#### [Coordinate annotation entries]
▬▬▬

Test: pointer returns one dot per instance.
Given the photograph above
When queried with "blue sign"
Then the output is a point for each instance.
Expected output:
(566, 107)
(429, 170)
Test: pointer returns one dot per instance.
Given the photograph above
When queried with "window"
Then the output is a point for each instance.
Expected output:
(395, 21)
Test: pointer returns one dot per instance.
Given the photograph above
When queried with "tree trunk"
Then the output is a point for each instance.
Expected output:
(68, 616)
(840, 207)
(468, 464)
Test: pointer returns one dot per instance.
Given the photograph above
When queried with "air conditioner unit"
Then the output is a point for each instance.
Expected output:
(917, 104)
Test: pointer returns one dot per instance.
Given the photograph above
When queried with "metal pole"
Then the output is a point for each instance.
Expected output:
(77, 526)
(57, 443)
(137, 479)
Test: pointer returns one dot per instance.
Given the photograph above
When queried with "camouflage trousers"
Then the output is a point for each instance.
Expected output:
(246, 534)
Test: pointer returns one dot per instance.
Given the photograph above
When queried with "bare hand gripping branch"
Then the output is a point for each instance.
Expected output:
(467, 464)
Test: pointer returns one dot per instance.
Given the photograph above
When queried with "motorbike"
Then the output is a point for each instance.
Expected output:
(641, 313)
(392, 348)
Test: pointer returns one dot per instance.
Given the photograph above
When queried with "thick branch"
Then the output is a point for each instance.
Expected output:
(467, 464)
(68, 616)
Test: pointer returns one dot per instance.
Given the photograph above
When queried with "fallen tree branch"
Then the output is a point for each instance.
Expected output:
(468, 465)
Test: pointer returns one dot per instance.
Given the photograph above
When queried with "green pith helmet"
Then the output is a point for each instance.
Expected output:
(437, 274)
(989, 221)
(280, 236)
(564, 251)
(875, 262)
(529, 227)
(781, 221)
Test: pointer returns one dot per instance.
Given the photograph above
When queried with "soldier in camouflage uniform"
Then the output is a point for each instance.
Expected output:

▬▬▬

#### [GIVEN INSTRUCTION]
Collect every line of the rows above that contains the string "queried", treating uppercase and lowercase as different.

#### [REPLY]
When queried with "blue sign"
When queried with "window"
When queried with "tree trunk"
When queried with "air conditioner unit"
When queried with "metal pole"
When queried with "camouflage trousers"
When queried with "bare hand gripping branch"
When queried with "motorbike"
When queried with "thick branch"
When queried with "fallen tree branch"
When queried with "green pith helmet"
When queried with "soldier in camouflage uniform"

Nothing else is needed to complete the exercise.